**Input for this task**
================================

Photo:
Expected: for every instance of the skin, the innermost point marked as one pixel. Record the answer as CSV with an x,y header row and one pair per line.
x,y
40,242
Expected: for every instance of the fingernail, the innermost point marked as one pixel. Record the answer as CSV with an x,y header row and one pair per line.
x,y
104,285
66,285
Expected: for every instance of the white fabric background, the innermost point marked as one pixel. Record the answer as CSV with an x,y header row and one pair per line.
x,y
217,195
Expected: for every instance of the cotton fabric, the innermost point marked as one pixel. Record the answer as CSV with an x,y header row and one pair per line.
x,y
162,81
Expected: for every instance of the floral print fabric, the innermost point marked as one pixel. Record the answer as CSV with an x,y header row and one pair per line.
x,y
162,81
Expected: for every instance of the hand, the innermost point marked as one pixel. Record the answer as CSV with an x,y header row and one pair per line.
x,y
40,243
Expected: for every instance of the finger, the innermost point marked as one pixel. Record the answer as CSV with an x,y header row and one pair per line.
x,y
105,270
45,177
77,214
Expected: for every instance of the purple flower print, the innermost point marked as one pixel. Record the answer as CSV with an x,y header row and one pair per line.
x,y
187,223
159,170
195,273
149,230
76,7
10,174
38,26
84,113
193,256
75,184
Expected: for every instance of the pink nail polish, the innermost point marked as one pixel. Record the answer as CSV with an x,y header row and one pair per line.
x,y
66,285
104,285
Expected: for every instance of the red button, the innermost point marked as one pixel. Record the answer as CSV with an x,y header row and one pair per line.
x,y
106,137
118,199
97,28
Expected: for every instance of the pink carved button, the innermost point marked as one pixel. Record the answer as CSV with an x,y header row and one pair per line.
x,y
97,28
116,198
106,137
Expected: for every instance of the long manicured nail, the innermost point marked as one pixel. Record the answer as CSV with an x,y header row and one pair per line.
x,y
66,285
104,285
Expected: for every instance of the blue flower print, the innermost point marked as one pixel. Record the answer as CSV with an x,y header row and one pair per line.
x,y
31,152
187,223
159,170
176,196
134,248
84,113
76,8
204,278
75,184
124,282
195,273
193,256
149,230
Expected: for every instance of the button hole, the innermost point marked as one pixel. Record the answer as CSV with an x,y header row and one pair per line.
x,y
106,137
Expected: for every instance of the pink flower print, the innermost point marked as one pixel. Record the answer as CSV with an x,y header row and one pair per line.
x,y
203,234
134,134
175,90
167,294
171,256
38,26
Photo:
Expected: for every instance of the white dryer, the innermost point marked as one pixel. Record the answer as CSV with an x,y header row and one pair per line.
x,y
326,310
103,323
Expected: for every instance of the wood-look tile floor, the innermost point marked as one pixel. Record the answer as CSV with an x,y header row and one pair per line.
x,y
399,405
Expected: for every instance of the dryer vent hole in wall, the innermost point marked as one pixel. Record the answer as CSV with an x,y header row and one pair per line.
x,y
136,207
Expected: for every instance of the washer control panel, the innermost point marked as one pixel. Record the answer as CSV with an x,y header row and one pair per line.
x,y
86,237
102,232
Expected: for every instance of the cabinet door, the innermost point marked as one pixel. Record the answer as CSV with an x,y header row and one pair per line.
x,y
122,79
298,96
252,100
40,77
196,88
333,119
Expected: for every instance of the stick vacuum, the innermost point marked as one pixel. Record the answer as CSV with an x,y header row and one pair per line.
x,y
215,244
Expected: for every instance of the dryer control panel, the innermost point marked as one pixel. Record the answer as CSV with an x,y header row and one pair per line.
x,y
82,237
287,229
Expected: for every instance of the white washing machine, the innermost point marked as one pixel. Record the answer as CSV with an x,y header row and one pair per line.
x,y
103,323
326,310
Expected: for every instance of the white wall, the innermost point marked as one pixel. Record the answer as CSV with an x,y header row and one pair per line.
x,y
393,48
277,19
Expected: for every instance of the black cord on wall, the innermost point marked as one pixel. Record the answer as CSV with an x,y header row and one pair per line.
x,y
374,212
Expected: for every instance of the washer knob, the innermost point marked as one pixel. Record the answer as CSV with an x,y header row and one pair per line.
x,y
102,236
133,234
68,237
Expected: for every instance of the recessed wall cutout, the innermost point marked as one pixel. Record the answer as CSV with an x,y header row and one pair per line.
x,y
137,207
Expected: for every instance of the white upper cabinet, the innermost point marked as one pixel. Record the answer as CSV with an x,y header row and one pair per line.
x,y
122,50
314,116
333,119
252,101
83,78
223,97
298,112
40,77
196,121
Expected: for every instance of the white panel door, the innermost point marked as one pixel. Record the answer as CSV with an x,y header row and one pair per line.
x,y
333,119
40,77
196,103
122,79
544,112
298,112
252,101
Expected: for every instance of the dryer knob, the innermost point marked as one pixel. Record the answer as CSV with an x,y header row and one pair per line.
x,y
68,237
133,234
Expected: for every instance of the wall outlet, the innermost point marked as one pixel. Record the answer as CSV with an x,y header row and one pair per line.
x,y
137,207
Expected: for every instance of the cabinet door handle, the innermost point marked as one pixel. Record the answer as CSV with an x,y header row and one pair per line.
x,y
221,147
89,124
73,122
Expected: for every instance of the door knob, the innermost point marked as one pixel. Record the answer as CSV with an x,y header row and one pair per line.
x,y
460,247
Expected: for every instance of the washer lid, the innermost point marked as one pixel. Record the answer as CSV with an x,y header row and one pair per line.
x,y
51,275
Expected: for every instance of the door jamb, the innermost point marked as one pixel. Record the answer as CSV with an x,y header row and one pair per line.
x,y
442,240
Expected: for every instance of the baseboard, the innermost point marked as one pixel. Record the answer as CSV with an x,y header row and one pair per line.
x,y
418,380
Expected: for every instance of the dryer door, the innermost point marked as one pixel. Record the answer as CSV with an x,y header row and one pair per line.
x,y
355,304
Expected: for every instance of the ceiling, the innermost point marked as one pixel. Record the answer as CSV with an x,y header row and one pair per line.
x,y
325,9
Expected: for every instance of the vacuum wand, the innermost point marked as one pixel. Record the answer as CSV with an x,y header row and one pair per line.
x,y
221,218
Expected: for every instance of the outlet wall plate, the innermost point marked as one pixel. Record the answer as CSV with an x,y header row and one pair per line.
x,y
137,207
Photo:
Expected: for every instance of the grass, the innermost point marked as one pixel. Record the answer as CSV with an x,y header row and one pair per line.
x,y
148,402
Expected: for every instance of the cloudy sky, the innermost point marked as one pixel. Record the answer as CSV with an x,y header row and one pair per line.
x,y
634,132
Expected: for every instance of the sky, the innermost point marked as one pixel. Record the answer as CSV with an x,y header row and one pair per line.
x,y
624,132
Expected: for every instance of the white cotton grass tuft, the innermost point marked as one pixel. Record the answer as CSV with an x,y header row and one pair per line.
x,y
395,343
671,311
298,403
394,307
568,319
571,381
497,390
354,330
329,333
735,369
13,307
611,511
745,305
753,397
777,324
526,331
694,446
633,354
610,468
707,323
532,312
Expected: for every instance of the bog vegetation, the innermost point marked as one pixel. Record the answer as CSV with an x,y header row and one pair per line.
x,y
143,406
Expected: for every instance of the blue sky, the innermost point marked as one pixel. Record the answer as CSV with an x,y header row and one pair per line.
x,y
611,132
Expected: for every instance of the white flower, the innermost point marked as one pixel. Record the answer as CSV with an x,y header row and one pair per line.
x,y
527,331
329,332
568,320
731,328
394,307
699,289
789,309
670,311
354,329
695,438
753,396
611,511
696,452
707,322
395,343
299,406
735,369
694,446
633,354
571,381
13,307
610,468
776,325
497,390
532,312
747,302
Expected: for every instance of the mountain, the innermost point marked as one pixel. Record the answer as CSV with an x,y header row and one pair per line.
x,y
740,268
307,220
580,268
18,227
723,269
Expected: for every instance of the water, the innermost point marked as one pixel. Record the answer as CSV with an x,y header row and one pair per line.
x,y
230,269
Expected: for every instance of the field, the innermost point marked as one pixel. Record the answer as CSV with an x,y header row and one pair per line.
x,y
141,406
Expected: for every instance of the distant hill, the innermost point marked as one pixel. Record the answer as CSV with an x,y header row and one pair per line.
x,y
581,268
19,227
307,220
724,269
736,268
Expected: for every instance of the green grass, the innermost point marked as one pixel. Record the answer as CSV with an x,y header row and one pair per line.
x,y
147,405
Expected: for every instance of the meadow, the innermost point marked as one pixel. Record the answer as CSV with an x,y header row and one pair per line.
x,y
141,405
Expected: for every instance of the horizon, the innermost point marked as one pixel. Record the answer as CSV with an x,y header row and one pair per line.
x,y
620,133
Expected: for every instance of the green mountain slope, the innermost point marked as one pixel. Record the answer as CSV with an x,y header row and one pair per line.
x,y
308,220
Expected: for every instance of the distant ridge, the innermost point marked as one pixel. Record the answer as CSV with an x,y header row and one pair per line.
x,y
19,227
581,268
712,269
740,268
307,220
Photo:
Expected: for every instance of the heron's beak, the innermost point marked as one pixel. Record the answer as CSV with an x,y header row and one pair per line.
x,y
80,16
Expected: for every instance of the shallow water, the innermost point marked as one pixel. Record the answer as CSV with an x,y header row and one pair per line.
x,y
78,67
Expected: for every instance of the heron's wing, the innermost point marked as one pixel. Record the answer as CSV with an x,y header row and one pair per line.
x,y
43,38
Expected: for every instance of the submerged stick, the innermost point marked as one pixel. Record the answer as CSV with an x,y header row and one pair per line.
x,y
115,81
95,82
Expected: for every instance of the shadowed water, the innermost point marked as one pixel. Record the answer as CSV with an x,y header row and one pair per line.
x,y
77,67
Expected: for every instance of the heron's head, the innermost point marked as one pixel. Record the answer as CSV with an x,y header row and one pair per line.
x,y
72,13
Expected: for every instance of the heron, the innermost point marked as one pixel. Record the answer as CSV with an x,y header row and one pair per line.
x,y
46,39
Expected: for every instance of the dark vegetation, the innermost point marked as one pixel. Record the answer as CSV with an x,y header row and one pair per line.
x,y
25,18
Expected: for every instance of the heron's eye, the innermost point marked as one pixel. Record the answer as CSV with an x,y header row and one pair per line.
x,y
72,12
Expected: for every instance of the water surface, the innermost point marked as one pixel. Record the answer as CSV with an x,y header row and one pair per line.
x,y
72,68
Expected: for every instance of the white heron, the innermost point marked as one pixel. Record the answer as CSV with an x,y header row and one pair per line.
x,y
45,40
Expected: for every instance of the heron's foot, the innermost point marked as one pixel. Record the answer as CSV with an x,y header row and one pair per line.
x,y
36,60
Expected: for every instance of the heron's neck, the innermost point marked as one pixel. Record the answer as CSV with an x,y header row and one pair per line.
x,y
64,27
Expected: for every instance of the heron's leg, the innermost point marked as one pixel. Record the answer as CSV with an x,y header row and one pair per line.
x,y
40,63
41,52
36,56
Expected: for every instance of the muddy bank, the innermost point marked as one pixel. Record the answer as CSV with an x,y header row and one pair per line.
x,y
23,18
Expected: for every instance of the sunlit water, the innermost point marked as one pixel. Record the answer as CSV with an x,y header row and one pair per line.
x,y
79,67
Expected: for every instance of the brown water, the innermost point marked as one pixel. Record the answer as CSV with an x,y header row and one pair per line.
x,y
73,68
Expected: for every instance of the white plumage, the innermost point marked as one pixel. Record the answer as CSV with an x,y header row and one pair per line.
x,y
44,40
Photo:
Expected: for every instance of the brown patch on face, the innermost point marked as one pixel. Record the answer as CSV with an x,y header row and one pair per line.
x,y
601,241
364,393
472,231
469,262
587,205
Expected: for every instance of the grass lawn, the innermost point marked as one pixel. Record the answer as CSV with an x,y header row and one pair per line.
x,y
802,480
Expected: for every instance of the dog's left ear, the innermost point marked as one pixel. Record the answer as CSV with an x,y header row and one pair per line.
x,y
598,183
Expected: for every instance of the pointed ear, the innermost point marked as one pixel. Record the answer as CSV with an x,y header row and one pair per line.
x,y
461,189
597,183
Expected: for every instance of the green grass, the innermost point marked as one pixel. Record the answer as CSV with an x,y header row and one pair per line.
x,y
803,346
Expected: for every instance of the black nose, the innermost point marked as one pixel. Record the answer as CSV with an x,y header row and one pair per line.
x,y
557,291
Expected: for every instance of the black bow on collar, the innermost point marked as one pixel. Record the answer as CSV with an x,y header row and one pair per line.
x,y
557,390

================================

**Task goal**
Can you update the lines starting at the one that has "Expected: for every instance of the black bow" and running through the last line, replacing "collar" with "neckband" and leaving everything else unchanged? Return only those lines.

**Answer to this task**
Expected: for every instance of the black bow on neckband, the innermost point marked as one pixel. Record the answer as CSV with an x,y header row and one pair per line.
x,y
557,390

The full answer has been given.